> AIM OF THE TASK:
Pick out each line in the entries below that contains the word "board" and copy it.

> DATASET ENTRIES:
▼

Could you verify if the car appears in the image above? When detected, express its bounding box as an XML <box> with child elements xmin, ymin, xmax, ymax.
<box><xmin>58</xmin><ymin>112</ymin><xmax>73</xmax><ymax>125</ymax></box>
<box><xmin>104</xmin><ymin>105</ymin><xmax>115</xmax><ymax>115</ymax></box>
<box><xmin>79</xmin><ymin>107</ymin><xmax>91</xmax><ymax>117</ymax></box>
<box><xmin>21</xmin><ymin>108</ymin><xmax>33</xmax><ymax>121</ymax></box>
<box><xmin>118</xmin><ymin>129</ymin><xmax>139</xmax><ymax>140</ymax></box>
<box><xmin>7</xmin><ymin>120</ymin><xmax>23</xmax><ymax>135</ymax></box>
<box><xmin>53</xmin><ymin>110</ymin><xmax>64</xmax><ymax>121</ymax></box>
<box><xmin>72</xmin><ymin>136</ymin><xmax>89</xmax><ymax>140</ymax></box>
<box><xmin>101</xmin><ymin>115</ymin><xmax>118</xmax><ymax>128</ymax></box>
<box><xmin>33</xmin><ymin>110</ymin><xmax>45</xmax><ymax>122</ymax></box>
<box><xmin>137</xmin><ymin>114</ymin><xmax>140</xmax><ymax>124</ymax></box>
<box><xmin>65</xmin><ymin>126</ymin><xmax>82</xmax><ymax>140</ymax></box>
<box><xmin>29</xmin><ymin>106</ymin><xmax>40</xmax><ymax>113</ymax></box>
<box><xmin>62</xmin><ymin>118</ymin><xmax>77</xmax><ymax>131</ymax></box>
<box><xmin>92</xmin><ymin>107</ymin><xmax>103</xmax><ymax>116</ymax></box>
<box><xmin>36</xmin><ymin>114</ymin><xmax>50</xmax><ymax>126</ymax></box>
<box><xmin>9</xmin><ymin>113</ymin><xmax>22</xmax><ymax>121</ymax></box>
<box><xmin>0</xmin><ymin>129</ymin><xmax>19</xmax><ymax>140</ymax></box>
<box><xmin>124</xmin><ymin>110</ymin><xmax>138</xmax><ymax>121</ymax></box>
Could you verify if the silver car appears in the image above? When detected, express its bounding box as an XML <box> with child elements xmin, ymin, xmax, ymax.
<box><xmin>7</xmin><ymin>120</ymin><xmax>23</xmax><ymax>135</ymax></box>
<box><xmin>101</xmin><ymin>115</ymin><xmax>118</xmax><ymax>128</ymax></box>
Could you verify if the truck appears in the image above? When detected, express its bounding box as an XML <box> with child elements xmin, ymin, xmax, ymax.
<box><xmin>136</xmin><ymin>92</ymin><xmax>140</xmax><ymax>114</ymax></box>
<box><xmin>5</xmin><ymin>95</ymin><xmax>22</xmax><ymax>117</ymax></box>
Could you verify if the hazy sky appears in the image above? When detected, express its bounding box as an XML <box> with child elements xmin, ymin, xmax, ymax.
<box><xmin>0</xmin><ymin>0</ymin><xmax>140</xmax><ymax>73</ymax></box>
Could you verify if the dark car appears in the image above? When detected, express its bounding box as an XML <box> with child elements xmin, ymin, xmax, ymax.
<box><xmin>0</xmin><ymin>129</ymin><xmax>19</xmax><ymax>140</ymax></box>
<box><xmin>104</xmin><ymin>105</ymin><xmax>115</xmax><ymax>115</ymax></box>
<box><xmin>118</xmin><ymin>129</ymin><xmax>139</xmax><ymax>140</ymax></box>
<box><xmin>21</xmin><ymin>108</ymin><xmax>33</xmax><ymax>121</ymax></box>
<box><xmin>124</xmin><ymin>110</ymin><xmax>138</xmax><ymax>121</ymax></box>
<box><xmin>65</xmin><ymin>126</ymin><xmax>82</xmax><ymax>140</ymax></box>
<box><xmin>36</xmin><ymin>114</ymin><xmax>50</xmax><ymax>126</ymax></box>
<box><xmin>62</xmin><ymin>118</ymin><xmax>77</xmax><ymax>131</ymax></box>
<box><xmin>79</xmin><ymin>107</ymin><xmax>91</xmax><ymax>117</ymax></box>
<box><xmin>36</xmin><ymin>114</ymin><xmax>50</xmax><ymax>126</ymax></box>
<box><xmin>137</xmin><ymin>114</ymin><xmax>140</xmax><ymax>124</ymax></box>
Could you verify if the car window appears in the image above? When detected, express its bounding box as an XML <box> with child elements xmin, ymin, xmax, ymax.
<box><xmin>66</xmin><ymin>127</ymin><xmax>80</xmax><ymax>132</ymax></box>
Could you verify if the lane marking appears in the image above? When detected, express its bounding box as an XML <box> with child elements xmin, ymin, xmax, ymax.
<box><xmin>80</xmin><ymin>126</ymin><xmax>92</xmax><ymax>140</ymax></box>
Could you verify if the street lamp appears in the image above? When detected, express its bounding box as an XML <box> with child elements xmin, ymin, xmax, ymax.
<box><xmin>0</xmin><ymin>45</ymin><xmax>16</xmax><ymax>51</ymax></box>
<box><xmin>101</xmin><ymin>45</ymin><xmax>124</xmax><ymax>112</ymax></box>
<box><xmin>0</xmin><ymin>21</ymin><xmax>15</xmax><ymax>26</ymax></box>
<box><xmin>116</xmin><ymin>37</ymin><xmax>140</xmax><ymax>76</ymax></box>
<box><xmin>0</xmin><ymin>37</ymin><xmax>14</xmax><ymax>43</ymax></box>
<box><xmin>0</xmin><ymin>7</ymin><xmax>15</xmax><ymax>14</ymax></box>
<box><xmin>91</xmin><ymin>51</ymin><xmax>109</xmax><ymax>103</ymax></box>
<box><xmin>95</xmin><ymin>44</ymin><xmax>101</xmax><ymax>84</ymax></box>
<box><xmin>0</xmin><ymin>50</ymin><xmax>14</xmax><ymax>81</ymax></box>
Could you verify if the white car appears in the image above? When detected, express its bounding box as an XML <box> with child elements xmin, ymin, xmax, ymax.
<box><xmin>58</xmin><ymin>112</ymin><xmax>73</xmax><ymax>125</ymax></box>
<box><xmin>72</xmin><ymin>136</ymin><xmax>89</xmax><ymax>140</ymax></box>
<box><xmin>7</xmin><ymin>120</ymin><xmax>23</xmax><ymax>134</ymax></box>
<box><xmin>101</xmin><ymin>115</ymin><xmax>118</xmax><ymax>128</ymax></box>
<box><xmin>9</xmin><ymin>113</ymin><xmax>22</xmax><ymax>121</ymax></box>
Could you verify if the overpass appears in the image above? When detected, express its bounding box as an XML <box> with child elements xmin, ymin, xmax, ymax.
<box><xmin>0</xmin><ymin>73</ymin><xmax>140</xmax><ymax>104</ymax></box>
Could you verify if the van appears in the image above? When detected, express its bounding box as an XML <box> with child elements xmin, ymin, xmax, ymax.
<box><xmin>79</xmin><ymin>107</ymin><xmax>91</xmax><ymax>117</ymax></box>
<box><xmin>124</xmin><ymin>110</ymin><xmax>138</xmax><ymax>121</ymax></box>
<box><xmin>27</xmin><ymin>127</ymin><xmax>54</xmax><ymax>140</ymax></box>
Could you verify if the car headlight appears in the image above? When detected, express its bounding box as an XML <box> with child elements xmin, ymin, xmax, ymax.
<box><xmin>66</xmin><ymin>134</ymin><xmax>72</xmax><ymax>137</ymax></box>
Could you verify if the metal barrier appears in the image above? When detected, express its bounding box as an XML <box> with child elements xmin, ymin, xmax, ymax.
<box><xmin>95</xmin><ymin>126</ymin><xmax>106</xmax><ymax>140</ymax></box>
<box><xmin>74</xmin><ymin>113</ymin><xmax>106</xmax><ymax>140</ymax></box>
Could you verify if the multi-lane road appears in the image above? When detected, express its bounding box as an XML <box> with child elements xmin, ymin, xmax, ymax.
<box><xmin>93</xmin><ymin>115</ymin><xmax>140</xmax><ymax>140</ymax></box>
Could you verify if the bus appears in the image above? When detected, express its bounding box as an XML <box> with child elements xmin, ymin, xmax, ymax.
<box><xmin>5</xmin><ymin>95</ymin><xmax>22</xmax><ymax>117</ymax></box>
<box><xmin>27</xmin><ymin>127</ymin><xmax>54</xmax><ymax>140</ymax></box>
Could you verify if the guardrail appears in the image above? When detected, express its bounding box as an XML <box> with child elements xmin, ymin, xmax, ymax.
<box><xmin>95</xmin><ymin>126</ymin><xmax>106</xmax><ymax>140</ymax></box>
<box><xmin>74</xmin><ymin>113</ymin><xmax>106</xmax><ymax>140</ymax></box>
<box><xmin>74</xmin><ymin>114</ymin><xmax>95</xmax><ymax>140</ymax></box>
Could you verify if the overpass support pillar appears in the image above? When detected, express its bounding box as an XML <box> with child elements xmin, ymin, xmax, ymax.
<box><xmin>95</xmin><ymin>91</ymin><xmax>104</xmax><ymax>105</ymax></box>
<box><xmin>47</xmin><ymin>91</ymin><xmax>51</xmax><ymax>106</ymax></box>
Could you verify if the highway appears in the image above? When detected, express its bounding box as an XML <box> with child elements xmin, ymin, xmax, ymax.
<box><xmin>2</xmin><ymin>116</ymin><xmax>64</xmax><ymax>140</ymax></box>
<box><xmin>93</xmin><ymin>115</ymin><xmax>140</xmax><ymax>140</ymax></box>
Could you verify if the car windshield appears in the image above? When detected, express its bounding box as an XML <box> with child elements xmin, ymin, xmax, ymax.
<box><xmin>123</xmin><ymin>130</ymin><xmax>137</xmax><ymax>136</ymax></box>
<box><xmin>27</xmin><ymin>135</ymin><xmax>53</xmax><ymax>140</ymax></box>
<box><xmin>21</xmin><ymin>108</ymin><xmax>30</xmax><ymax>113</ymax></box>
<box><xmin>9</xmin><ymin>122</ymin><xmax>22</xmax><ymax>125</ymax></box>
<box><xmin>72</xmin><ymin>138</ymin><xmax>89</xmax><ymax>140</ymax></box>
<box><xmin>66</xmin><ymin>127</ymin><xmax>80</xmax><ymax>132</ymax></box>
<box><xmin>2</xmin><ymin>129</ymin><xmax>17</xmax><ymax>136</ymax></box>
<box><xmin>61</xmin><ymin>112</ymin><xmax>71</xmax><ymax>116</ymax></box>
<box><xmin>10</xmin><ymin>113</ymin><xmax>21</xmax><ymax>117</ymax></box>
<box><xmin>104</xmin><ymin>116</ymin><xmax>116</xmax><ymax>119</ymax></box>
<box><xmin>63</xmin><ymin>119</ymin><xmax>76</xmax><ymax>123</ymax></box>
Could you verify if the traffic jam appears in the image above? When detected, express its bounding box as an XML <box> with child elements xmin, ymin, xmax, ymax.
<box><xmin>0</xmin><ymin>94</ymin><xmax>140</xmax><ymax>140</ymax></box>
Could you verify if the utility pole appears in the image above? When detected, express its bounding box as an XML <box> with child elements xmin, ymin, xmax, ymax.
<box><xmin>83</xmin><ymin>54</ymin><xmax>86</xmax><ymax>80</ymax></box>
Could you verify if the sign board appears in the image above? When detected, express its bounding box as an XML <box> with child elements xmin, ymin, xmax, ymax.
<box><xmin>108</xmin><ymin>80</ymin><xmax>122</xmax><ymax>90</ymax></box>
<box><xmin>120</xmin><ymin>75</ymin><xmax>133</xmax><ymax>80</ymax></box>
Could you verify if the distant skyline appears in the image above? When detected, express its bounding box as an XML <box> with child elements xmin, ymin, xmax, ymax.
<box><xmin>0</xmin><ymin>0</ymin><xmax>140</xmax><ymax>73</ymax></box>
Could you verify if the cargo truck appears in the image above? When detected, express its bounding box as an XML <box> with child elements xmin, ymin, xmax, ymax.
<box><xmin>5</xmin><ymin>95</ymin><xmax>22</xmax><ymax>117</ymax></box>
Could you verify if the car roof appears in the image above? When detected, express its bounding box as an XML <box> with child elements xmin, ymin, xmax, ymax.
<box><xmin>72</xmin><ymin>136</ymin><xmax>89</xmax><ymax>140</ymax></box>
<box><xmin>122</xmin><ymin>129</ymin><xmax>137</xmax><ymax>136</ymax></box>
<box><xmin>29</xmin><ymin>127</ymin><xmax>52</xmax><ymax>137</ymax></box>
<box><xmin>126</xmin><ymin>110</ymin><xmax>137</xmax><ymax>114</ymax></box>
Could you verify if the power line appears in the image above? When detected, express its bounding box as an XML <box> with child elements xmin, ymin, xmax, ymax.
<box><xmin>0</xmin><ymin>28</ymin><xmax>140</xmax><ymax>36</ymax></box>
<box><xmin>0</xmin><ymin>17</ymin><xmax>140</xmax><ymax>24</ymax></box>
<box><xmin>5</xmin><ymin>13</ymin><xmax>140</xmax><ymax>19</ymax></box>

▲

> TASK ANSWER:
Could you verify if the sign board appears in the image above? When detected, express its bounding box as an XML <box> with child elements xmin, ymin, xmax, ymax.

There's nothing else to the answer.